Supplied passage:
==*==

1. Introduction

Publications on the structure of quartz have a long history of errors and confusion. There are so many errors in the literature that several writers (Lang, 1965; Barron et al., 1976; Megaw, 1973; Donnay & Le Page, 1978) have called attention to existing confusion in descriptions of the quartz structure. For instance, Lang (1965) and Barron et al. (1976) gave recommendations which are correct but not wholly explicit. Megaw (1973) described the structure more fully in her book Crystal Structures: a Working Approach, but unfortunately she also made a mistake in describing the quartz structure.

When I pointed this out to her, she thought it would be timely for us to write together a short paper explaining how to describe the quartz structure correctly. When we had got as far as composing the structural diagrams and the writing of a couple of paragraphs, a definitive paper by Donnay & Le Page (1978) appeared, explaining in considerable detail the correct way to address the quartz structure problem. They too had spotted the error in Helen's book. Helen then became discouraged and felt that there was no point in continuing with the work. As Donnay and Le Page pointed out, Megaw had intended to show the right-handed quartz structure according to the recommendation of Lang [denoted r(−) by Donnay and Le Page]. But in fact, her diagram for right-handed quartz in space group P3₂21 is the z(+) view in Fig. 1 of Donnay & Le Page (1978).

==*==

Supplied material:
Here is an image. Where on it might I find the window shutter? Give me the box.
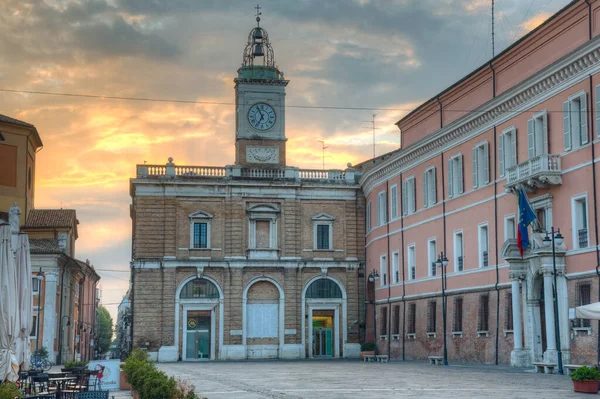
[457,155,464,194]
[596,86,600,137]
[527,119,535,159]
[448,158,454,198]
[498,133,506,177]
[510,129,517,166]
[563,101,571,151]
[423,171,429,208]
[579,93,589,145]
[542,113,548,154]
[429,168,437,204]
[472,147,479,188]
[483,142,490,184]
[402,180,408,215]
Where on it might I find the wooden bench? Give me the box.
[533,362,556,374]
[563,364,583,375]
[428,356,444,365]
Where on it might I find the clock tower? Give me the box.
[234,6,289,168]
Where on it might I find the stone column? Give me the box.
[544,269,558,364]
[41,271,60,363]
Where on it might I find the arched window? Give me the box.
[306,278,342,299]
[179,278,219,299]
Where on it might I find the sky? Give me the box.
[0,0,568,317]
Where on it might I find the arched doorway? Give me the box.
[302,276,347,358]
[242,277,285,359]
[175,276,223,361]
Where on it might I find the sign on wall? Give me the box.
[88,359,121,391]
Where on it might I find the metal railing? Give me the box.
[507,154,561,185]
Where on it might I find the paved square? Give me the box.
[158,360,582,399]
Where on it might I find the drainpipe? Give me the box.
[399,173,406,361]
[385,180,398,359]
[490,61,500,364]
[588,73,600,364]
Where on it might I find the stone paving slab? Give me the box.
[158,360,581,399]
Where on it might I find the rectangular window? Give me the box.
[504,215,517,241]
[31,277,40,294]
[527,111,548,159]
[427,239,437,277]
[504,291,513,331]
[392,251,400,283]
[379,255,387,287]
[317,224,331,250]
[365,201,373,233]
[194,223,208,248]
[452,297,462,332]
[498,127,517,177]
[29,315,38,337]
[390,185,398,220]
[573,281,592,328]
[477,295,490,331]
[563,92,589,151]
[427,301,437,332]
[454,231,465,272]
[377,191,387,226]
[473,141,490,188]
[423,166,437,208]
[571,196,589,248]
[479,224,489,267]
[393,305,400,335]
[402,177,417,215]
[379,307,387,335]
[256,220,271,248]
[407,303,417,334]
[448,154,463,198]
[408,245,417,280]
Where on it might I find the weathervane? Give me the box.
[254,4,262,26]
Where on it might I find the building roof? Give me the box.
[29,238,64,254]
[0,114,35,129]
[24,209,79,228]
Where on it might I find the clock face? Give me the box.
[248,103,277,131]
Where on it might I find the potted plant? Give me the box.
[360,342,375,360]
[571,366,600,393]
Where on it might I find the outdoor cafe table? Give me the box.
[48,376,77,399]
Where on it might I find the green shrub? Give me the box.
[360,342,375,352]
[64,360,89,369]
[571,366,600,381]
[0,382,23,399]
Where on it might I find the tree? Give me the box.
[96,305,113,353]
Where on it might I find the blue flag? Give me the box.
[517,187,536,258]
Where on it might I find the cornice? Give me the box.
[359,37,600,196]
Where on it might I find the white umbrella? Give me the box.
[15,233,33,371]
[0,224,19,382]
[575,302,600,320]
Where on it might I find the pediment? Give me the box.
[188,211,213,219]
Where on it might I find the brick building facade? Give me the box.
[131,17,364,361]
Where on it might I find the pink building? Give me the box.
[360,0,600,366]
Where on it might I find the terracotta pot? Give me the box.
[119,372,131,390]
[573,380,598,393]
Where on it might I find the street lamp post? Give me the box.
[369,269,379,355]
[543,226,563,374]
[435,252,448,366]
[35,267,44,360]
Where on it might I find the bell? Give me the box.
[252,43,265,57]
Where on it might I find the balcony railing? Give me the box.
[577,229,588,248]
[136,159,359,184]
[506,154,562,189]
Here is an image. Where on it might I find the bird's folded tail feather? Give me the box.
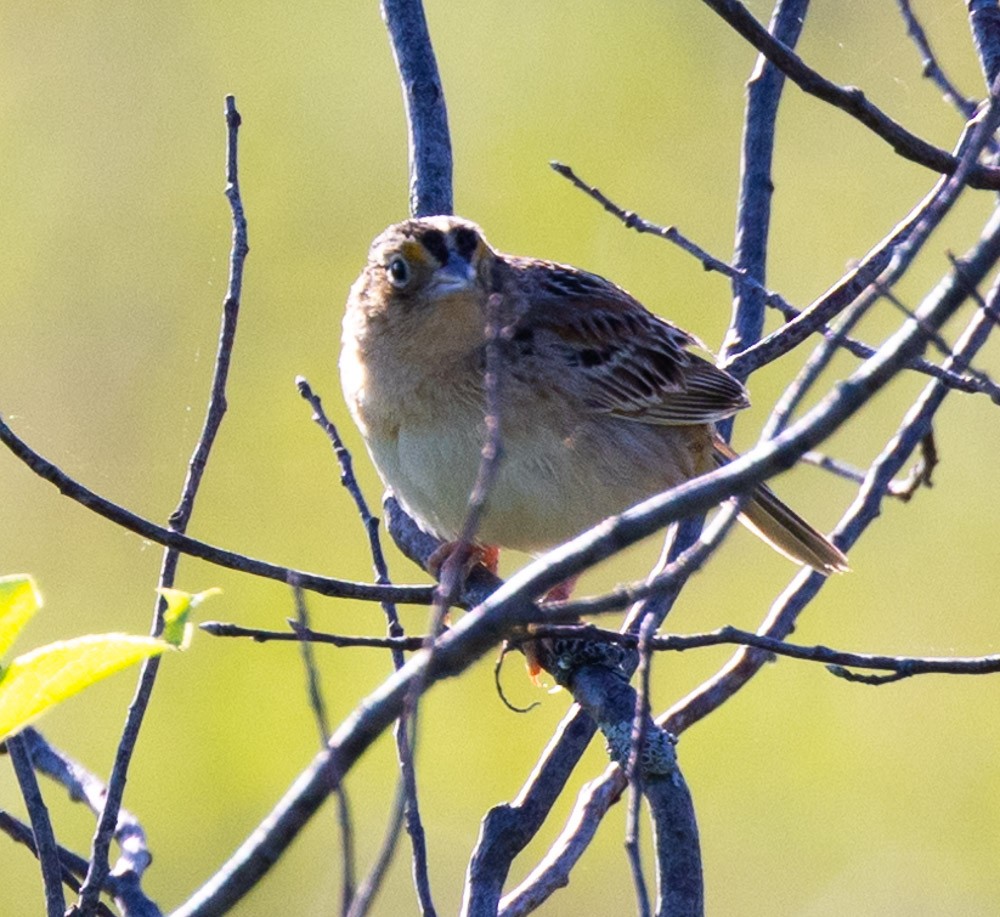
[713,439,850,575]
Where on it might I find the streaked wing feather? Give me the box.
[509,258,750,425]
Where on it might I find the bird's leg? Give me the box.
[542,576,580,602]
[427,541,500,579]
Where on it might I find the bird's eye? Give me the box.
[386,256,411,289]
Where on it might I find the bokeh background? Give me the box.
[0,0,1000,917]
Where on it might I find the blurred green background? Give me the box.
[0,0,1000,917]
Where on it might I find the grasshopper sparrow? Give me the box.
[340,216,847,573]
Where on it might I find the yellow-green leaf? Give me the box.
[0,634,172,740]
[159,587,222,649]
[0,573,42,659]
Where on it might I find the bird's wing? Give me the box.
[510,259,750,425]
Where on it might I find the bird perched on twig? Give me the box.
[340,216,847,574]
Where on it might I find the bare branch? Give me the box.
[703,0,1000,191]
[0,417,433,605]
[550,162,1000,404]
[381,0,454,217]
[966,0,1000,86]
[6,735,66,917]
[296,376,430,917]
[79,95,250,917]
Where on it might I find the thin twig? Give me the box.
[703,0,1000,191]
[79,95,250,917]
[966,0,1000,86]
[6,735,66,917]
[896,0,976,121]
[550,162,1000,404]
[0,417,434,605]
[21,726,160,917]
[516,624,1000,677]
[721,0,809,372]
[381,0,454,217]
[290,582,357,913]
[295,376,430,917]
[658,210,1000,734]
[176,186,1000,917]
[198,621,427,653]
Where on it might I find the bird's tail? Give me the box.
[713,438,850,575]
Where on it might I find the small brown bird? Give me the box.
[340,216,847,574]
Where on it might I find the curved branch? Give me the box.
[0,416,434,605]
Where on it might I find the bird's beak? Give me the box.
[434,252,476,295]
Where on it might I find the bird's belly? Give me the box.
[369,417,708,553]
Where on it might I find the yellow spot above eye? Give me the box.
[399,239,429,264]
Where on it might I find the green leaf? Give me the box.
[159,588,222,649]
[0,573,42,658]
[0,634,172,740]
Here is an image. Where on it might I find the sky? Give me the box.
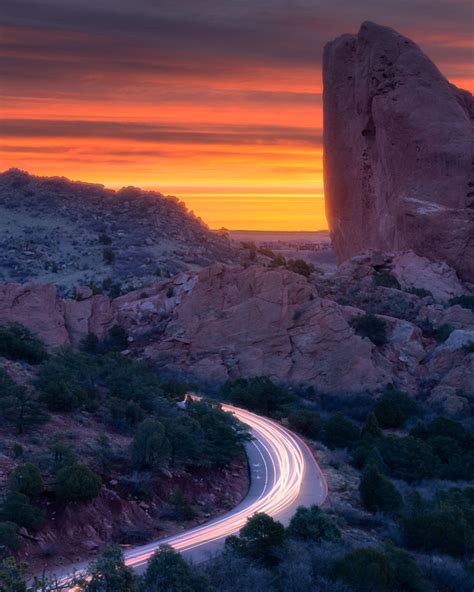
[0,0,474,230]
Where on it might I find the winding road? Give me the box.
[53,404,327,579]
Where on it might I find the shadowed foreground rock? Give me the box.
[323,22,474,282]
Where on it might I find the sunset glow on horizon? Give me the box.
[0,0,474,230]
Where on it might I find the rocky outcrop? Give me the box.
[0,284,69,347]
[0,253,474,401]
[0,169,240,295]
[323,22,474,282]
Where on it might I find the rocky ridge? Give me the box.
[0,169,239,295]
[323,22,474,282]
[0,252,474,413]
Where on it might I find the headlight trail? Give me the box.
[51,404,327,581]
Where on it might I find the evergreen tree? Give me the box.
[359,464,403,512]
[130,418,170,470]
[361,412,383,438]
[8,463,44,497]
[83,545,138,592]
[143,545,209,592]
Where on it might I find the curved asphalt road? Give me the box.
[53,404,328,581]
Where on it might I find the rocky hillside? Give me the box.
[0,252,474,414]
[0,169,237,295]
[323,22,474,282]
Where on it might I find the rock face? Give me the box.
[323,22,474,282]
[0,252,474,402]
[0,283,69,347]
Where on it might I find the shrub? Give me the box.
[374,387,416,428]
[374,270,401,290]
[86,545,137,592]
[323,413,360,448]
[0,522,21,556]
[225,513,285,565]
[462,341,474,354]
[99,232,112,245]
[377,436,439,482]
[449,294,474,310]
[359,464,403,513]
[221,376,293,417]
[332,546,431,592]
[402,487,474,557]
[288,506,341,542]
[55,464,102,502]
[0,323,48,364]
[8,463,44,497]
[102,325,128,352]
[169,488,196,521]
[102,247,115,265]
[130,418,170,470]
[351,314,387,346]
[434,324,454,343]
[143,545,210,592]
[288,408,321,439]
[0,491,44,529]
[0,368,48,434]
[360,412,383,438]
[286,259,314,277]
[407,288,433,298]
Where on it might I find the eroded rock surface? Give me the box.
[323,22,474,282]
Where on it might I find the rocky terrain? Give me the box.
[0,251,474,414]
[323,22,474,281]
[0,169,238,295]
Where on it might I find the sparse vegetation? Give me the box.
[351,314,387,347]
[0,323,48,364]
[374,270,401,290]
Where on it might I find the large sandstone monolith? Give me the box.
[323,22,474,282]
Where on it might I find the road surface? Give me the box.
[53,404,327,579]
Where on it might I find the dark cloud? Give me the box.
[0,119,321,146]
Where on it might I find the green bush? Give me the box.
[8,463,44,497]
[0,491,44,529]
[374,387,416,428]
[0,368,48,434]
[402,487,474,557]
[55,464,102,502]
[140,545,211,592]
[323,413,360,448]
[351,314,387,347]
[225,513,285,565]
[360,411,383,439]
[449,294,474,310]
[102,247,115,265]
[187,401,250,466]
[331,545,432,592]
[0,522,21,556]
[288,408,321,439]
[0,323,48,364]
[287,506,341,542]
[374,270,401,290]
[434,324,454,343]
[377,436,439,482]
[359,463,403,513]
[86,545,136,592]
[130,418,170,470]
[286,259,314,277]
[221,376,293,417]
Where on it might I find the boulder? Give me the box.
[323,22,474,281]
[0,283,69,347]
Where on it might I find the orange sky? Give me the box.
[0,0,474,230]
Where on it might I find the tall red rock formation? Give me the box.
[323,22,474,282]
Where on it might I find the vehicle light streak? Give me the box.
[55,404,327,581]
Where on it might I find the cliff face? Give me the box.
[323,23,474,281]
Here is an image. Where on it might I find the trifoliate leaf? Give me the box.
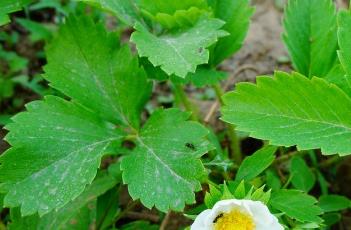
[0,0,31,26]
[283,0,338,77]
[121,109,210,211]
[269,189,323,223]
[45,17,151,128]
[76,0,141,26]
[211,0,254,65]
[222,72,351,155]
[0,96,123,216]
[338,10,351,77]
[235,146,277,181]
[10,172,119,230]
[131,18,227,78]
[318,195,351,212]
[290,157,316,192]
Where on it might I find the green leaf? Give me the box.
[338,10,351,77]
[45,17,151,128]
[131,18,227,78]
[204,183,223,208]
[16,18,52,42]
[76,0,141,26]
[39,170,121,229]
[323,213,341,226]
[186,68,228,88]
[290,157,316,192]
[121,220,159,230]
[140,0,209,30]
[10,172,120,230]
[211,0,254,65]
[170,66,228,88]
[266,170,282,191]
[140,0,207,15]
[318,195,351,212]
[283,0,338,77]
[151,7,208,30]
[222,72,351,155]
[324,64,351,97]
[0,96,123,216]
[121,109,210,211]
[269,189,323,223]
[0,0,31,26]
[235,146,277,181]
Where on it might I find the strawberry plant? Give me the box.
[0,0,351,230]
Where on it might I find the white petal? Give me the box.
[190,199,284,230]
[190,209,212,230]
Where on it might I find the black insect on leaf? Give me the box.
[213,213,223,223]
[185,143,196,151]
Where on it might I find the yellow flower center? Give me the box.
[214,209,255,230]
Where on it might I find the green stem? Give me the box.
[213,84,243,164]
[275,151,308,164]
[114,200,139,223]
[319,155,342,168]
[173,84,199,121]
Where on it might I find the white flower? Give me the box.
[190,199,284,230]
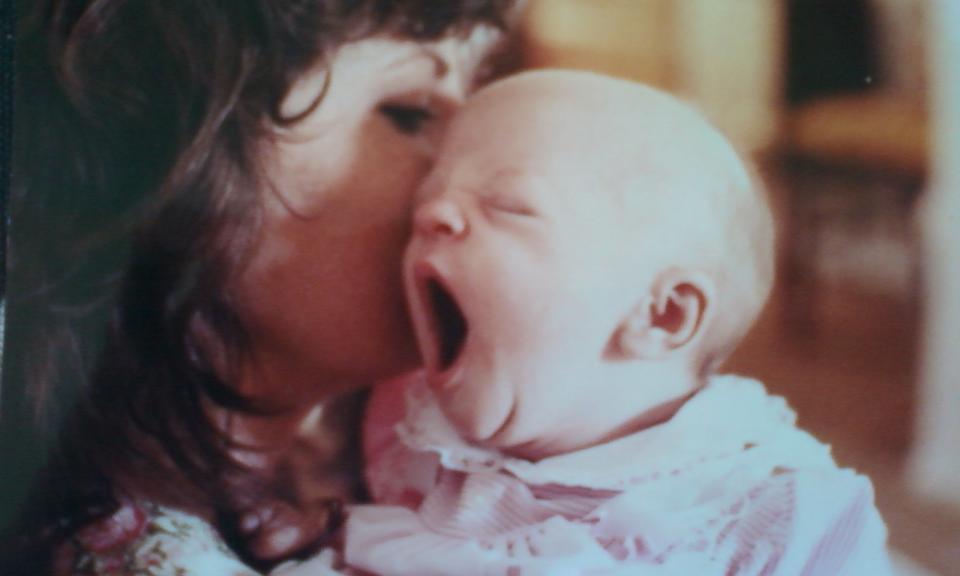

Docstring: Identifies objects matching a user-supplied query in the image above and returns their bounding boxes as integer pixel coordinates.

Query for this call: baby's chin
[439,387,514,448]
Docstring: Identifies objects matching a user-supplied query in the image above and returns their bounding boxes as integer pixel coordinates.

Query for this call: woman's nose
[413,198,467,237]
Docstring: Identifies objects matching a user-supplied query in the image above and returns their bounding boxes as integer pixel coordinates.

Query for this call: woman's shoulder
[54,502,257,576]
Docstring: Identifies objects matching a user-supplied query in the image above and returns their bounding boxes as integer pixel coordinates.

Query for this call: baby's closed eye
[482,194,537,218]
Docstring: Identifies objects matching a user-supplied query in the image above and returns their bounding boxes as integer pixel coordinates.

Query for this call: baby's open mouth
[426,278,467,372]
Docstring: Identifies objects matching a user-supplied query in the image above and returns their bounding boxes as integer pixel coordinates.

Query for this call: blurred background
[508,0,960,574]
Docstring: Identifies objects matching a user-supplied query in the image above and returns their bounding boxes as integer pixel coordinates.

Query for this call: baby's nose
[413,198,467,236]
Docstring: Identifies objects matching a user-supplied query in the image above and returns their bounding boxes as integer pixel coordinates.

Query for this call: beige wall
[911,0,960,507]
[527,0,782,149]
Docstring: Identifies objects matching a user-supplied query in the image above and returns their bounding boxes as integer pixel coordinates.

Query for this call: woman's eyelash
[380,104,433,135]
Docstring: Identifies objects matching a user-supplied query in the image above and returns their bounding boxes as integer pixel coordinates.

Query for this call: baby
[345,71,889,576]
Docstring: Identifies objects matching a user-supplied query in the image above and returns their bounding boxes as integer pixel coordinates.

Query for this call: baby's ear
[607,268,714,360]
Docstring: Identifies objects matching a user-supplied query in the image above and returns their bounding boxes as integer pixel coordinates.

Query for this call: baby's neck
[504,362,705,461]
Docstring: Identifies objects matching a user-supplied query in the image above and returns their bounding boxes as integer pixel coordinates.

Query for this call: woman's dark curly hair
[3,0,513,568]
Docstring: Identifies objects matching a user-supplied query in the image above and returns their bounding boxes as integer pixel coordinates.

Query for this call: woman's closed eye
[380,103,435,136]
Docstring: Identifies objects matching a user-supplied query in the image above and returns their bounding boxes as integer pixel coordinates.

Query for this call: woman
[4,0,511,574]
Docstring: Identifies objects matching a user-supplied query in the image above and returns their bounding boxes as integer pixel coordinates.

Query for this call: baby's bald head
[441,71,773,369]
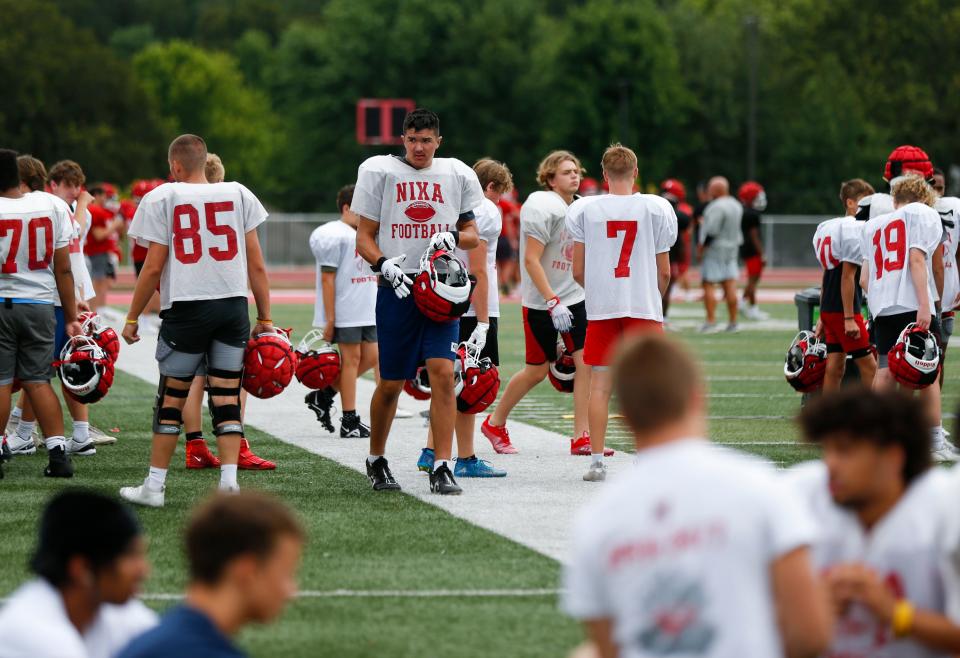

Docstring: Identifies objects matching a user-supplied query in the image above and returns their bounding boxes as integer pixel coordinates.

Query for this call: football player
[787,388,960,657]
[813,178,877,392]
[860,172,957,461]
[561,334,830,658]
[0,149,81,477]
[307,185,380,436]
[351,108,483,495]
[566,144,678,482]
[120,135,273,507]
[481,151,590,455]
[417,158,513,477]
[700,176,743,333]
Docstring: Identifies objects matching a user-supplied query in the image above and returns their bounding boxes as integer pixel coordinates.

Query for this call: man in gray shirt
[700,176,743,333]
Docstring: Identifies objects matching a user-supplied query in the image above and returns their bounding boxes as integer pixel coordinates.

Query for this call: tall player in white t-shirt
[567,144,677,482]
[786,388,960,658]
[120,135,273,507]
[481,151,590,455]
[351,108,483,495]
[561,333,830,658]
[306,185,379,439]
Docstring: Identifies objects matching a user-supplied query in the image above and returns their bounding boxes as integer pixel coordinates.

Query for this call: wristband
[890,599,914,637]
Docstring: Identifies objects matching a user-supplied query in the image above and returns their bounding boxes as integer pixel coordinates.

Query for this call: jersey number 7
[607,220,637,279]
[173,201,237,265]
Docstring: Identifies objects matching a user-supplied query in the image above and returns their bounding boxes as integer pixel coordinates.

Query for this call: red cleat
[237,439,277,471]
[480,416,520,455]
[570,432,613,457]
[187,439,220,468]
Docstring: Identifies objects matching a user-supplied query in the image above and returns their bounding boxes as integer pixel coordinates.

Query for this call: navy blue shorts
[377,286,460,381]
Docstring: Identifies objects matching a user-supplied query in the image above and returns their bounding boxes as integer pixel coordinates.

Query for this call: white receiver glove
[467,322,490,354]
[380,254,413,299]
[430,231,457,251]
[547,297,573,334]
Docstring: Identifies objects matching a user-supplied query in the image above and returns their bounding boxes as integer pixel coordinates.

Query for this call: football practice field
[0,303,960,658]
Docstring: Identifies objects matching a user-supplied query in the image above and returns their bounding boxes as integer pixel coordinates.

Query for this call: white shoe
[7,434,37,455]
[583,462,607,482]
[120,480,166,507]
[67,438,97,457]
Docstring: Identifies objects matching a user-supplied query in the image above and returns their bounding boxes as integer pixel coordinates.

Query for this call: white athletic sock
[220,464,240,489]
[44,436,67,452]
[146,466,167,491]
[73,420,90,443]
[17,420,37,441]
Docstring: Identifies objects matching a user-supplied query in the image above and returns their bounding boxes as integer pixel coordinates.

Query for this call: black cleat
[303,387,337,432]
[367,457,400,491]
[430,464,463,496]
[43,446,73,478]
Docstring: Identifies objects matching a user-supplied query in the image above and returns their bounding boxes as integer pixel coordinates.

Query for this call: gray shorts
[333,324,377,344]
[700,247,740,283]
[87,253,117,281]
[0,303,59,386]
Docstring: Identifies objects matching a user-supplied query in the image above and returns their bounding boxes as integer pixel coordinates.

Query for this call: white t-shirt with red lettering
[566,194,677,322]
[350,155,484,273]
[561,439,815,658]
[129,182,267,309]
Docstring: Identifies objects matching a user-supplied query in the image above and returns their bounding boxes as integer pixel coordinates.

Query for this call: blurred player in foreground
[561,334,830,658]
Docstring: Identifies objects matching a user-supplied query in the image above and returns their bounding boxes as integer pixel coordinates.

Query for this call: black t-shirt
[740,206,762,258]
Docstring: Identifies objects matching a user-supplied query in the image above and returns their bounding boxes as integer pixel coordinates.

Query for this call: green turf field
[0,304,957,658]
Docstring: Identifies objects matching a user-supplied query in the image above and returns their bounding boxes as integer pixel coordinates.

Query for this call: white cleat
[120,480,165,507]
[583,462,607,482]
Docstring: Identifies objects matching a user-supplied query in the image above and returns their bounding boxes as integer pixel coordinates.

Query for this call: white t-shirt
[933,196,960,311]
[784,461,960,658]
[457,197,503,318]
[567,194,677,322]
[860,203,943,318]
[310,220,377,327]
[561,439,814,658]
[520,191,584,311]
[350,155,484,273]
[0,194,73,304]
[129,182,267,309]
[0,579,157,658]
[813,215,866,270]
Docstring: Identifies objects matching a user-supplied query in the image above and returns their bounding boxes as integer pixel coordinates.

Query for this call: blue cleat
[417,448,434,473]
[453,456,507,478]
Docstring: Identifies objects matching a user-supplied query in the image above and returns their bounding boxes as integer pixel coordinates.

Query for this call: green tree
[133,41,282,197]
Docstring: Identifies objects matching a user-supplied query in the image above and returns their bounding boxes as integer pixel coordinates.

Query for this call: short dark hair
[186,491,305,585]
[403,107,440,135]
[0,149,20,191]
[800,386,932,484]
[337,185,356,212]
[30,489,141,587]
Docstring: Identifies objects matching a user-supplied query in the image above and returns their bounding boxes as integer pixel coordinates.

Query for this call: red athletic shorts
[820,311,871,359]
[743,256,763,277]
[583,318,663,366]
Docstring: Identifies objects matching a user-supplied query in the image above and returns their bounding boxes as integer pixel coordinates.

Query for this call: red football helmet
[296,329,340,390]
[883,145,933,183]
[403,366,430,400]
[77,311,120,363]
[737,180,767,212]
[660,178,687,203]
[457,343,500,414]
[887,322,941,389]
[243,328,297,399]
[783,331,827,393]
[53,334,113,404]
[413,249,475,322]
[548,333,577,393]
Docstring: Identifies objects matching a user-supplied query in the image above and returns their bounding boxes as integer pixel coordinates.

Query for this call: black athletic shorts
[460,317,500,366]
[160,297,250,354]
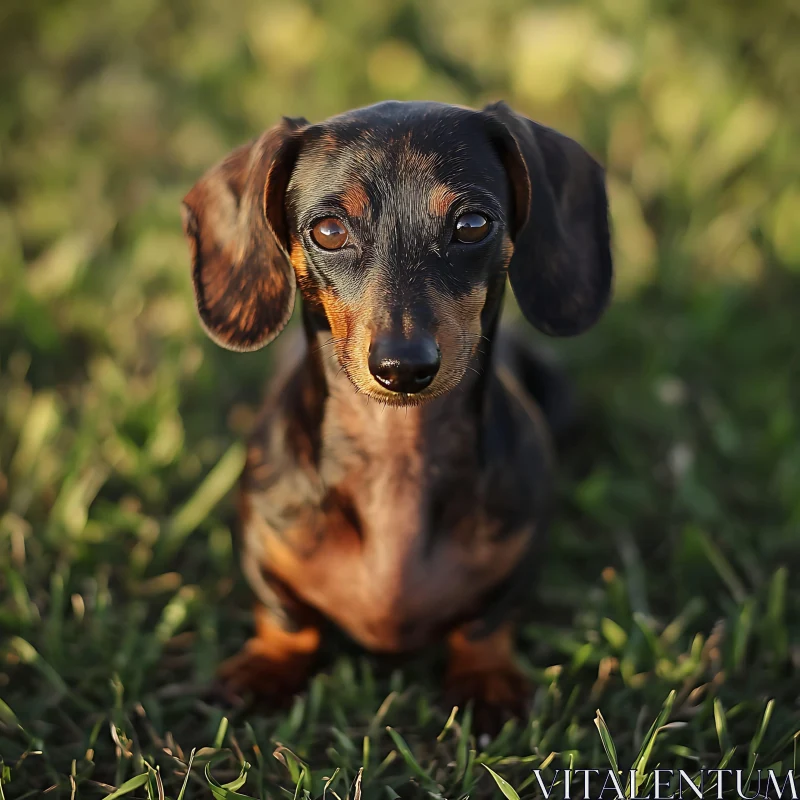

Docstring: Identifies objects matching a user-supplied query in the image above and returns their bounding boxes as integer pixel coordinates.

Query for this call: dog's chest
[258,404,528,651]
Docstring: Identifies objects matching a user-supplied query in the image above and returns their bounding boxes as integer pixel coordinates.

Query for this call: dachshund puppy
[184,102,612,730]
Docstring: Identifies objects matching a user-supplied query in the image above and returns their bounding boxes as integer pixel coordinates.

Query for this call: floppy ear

==*==

Task set:
1. Answer these from the introduction on the quartz structure:
(a) In which book did Megaw describe the quartz structure more fully?
(b) Which paper appeared while the two writers were composing their structural diagrams?
(c) Which space group does the text give for Megaw's diagram of right-handed quartz?
2. Duplicate the lines of the records starting at the line that contains "Where on it might I find the balcony" and ending at the line that contains "[509,258,750,425]". Leave the pictures out.

Answers for the exercise:
1.
(a) Crystal Structures: a Working Approach
(b) Donnay & Le Page (1978)
(c) P3₂21

2.
Where on it might I find the balcony railing? Give me the box.
[577,229,588,248]
[136,159,359,184]
[506,154,562,189]
Here is an image. Where on it might I find the bird's folded tail feather? Give me the box.
[713,439,850,575]
Where on it might I find the streaked wing feather? Give me the box.
[509,258,750,425]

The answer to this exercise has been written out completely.